**** Data for the task

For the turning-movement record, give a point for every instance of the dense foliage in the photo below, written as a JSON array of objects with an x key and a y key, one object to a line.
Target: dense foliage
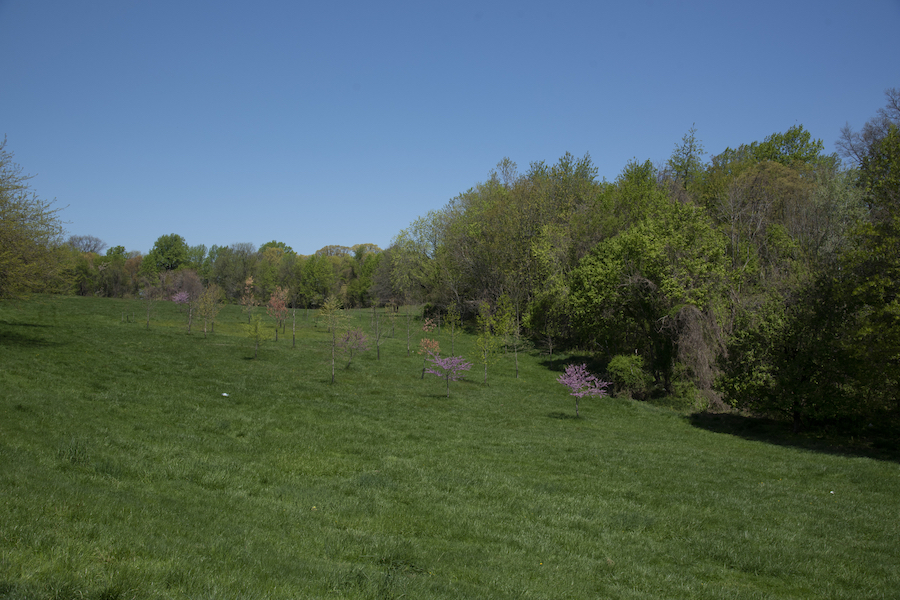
[{"x": 764, "y": 276}]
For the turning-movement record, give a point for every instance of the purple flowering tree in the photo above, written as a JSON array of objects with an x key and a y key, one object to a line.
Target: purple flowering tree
[
  {"x": 450, "y": 368},
  {"x": 183, "y": 299},
  {"x": 353, "y": 342},
  {"x": 582, "y": 383}
]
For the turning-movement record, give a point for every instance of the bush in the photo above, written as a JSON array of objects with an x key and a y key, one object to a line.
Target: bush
[{"x": 627, "y": 373}]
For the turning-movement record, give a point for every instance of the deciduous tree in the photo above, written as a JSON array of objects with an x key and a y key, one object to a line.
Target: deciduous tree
[
  {"x": 582, "y": 383},
  {"x": 450, "y": 368},
  {"x": 30, "y": 233}
]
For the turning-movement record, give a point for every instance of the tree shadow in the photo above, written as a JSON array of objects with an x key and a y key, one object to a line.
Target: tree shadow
[
  {"x": 23, "y": 335},
  {"x": 878, "y": 444},
  {"x": 563, "y": 416},
  {"x": 559, "y": 362}
]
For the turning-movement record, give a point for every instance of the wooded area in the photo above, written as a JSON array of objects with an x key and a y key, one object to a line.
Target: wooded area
[{"x": 764, "y": 278}]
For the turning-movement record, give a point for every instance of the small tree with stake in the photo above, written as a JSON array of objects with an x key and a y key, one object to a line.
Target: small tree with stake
[
  {"x": 353, "y": 342},
  {"x": 450, "y": 368},
  {"x": 582, "y": 383}
]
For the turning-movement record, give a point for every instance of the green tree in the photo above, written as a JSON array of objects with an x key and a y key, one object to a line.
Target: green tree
[
  {"x": 642, "y": 289},
  {"x": 488, "y": 341},
  {"x": 169, "y": 252},
  {"x": 332, "y": 313},
  {"x": 685, "y": 165},
  {"x": 30, "y": 234}
]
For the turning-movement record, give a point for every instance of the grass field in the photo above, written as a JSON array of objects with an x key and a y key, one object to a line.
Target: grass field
[{"x": 125, "y": 472}]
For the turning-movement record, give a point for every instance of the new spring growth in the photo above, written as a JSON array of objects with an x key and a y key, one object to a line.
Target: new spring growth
[
  {"x": 450, "y": 368},
  {"x": 582, "y": 383}
]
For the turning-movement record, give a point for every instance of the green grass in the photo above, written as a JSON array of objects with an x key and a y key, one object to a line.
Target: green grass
[{"x": 125, "y": 473}]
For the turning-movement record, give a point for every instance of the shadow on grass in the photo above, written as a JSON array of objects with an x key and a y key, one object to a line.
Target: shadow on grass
[
  {"x": 880, "y": 445},
  {"x": 563, "y": 416},
  {"x": 559, "y": 362},
  {"x": 22, "y": 335}
]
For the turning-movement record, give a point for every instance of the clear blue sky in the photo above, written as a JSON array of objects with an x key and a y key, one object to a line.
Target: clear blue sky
[{"x": 316, "y": 123}]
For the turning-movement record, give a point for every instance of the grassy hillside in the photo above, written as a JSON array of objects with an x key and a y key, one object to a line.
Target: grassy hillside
[{"x": 125, "y": 472}]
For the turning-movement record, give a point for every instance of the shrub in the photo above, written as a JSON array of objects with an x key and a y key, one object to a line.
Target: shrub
[{"x": 628, "y": 374}]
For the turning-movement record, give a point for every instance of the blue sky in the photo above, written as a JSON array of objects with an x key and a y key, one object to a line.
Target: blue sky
[{"x": 341, "y": 122}]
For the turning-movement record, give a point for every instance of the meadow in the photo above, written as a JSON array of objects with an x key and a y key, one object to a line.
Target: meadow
[{"x": 127, "y": 472}]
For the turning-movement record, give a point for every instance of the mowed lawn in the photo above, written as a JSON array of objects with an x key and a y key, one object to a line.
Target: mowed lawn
[{"x": 127, "y": 472}]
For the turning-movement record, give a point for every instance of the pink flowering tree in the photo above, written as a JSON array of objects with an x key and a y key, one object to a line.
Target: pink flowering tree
[
  {"x": 353, "y": 342},
  {"x": 450, "y": 368},
  {"x": 582, "y": 383},
  {"x": 428, "y": 347},
  {"x": 184, "y": 300}
]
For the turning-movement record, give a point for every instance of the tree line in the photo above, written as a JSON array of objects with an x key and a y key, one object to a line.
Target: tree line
[{"x": 765, "y": 276}]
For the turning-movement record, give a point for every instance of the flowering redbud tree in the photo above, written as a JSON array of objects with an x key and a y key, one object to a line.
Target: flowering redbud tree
[
  {"x": 184, "y": 299},
  {"x": 450, "y": 368},
  {"x": 428, "y": 347},
  {"x": 355, "y": 340},
  {"x": 582, "y": 383}
]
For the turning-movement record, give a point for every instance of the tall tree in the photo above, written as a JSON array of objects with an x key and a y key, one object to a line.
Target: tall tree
[
  {"x": 169, "y": 252},
  {"x": 30, "y": 233}
]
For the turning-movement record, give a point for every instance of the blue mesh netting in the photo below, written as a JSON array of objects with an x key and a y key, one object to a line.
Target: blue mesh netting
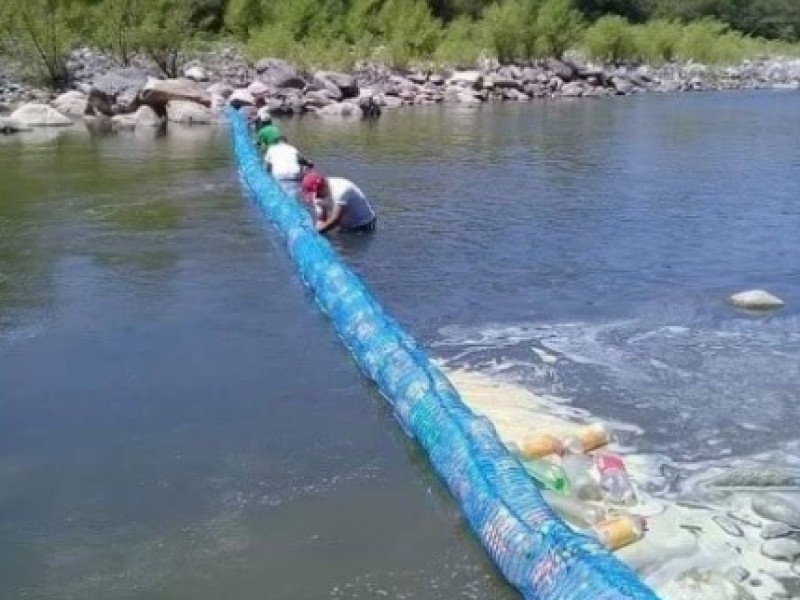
[{"x": 536, "y": 551}]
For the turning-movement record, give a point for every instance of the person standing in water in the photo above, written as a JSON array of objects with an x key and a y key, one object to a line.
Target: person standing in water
[
  {"x": 284, "y": 161},
  {"x": 339, "y": 204}
]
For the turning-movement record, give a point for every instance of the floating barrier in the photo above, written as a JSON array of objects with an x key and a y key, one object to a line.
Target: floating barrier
[{"x": 535, "y": 550}]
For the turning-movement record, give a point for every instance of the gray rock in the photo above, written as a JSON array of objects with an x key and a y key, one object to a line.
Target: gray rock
[
  {"x": 728, "y": 526},
  {"x": 775, "y": 530},
  {"x": 737, "y": 574},
  {"x": 341, "y": 110},
  {"x": 115, "y": 88},
  {"x": 326, "y": 85},
  {"x": 39, "y": 115},
  {"x": 220, "y": 89},
  {"x": 8, "y": 125},
  {"x": 319, "y": 98},
  {"x": 241, "y": 97},
  {"x": 192, "y": 113},
  {"x": 196, "y": 74},
  {"x": 574, "y": 89},
  {"x": 157, "y": 93},
  {"x": 345, "y": 82},
  {"x": 759, "y": 476},
  {"x": 622, "y": 85},
  {"x": 467, "y": 79},
  {"x": 279, "y": 74},
  {"x": 776, "y": 508},
  {"x": 72, "y": 103},
  {"x": 756, "y": 300},
  {"x": 562, "y": 69},
  {"x": 783, "y": 549}
]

********

**Work to complete:** Exclude the pictures. Write out the remaining data exactly.

**Result for this task:**
For the turning-movement record, give a point for every instance of the dense foliage in the photo below, written as a JSON array of objects with an x key and a y key, one object to a line.
Target: dense foliage
[{"x": 764, "y": 276}]
For the turning-movement record, give a point for every instance of the purple flowering tree in the photo above, written as a JSON array of objects with an x key and a y key, one object to a line.
Target: purple flowering tree
[
  {"x": 450, "y": 368},
  {"x": 183, "y": 299},
  {"x": 353, "y": 342},
  {"x": 582, "y": 383}
]
For the turning-movement record, give a point for every instance of the bush in the photo above, written as a JSON array of objects with an x key and a y key, one object to a line.
Target: bush
[{"x": 627, "y": 373}]
For the turning-movement record, give a point for every instance of the deciduous tree in the photo above, written as a JSON array of objects with an x key and a y key, one object to a line.
Target: deciduous tree
[
  {"x": 582, "y": 383},
  {"x": 450, "y": 368},
  {"x": 30, "y": 233}
]
For the turning-movement record, give a point for every instance of the tree shadow in the photo above, written as a JSON array of objects with an x key and a y key, one object to a line.
Target: tree shadow
[
  {"x": 23, "y": 335},
  {"x": 878, "y": 444},
  {"x": 563, "y": 416},
  {"x": 559, "y": 362}
]
For the turning-movement record, give a point for every instance of the wooded area in the photo above, written as a JSON array of objects with an x key and a y key, one object to a line.
Target: wooded area
[{"x": 764, "y": 278}]
For the turning-movement record, give a point for every instance of the small tree with stake in the photo above, written as a JSON array of objects with an x key and a y key, one object to a line.
Target: small tree with stake
[
  {"x": 353, "y": 342},
  {"x": 450, "y": 368},
  {"x": 582, "y": 383}
]
For the turning-movement record, give a point for every instance of the green tree in the photo above, written as a JSON array of objects with an x key and a y key, one object to a line.
Target: green tree
[
  {"x": 642, "y": 289},
  {"x": 488, "y": 341},
  {"x": 169, "y": 252},
  {"x": 332, "y": 313},
  {"x": 685, "y": 165},
  {"x": 30, "y": 234}
]
For the turning-movement record, give a point for every instance of the grass field in the photo above, written as a JSON array of objects with an x key and a y key, one object to a line.
Target: grass field
[{"x": 125, "y": 472}]
For the turning-movement record, give a point for every instance of the new spring growth in the photo above, written as a JSON array of objects with an x key and a y key, one object to a line.
Target: new spring growth
[
  {"x": 450, "y": 368},
  {"x": 582, "y": 383}
]
For the turning-movement record, give a point for every instance of the green grass in the photo above, written as a JSON array of objects with an x key and a y key, one object to a line.
Target: green grass
[{"x": 125, "y": 473}]
For the turning-movement record, give a point for every instance of the shadow on grass in the photo above, written as a JSON array of objects with an x key and a y key, one object to a line.
Target: shadow on grass
[
  {"x": 880, "y": 445},
  {"x": 563, "y": 416},
  {"x": 559, "y": 362},
  {"x": 22, "y": 335}
]
For the turning-movement record, give a point for every instance of the clear blue sky in the photo above, written as a JSON array of objects with an x key and a y key, one object to a line.
Target: clear blue sky
[{"x": 316, "y": 123}]
For the turning-movement record, give a point for every instance of the grassy hillside in the photo above, written as a JSON array of objects with an x key and a y key, one object to a line.
Target: grassy hillside
[{"x": 125, "y": 472}]
For the turning-movement record, give a point for every instance of the shrub in the photo above, written as a JSON array of objects with an x key and a y key, one object to a line.
Target: shrub
[{"x": 628, "y": 374}]
For the turning-movement record, give a point for every instance of the blue sky in the photo above, written as a JSON array of objects with an x key and a y key, one object to a line.
Target: blue sky
[{"x": 341, "y": 122}]
For the turning-movement record, give a point for every instance of the meadow in the photo above, written as a JSON array of objects with an x key and a y key, one object to a line.
Target: meadow
[{"x": 127, "y": 472}]
For the turning-movement record, give a point for every instance of the mowed lawn in the photo above, written as a JSON array of objects with an x key and a y key, one object to a line.
Target: mowed lawn
[{"x": 127, "y": 472}]
For the turning-movement record, give a point for every instance of the pink flowering tree in the photo above, written as a JSON array of objects with an x key and a y key, one object to a line.
Target: pink flowering tree
[
  {"x": 353, "y": 342},
  {"x": 450, "y": 368},
  {"x": 582, "y": 383},
  {"x": 428, "y": 347},
  {"x": 184, "y": 300}
]
For the turning-movement record, give a point for every instance of the tree line in the photo above, written as a JSON array of objects with an x key and a y key, one object to a line.
Target: tree line
[{"x": 765, "y": 276}]
For the turning-movement record, give a point for every instance of the flowering redbud tree in the photo above, written as a JSON array of objects with an x key and a y key, one object to a line.
Target: flowering redbud tree
[
  {"x": 184, "y": 299},
  {"x": 450, "y": 368},
  {"x": 428, "y": 347},
  {"x": 355, "y": 340},
  {"x": 582, "y": 383}
]
For the turning-movement record, give a point for every instance of the tall tree in the photo above, written as a JSON array of objects with an x key and a y key, one object to a line.
Target: tall tree
[
  {"x": 169, "y": 252},
  {"x": 30, "y": 233}
]
For the turning-movement record, give a point for every instance of the blue mesh netting in the photo below, written as a JSON array of objects with an x key and a y key, one object to a line.
Target: blue mesh netting
[{"x": 536, "y": 551}]
For the turning-movement record, give a point for every instance of the person standing in water in the photo above, written as a JSON array of objects with an x key and a y key, one object to a line.
Target: person standing in water
[
  {"x": 284, "y": 161},
  {"x": 339, "y": 204}
]
For the turning-movement record, give a point for every instance of the floating barrier in the photo above, written as a JSON array of objects with an x key and a y key, one object to a line.
Target: floating barrier
[{"x": 535, "y": 550}]
For the turning-movement record, give a point for every instance of the gray rock in the photo above, written as a JSON array of objects with an x key and a y key, one object to a line.
Target: gray rock
[
  {"x": 728, "y": 526},
  {"x": 775, "y": 530},
  {"x": 737, "y": 574},
  {"x": 341, "y": 110},
  {"x": 115, "y": 88},
  {"x": 326, "y": 85},
  {"x": 39, "y": 115},
  {"x": 220, "y": 89},
  {"x": 8, "y": 125},
  {"x": 319, "y": 98},
  {"x": 241, "y": 97},
  {"x": 192, "y": 113},
  {"x": 196, "y": 74},
  {"x": 574, "y": 89},
  {"x": 157, "y": 93},
  {"x": 345, "y": 82},
  {"x": 759, "y": 476},
  {"x": 622, "y": 85},
  {"x": 467, "y": 79},
  {"x": 279, "y": 74},
  {"x": 776, "y": 508},
  {"x": 72, "y": 103},
  {"x": 756, "y": 300},
  {"x": 562, "y": 69},
  {"x": 783, "y": 549}
]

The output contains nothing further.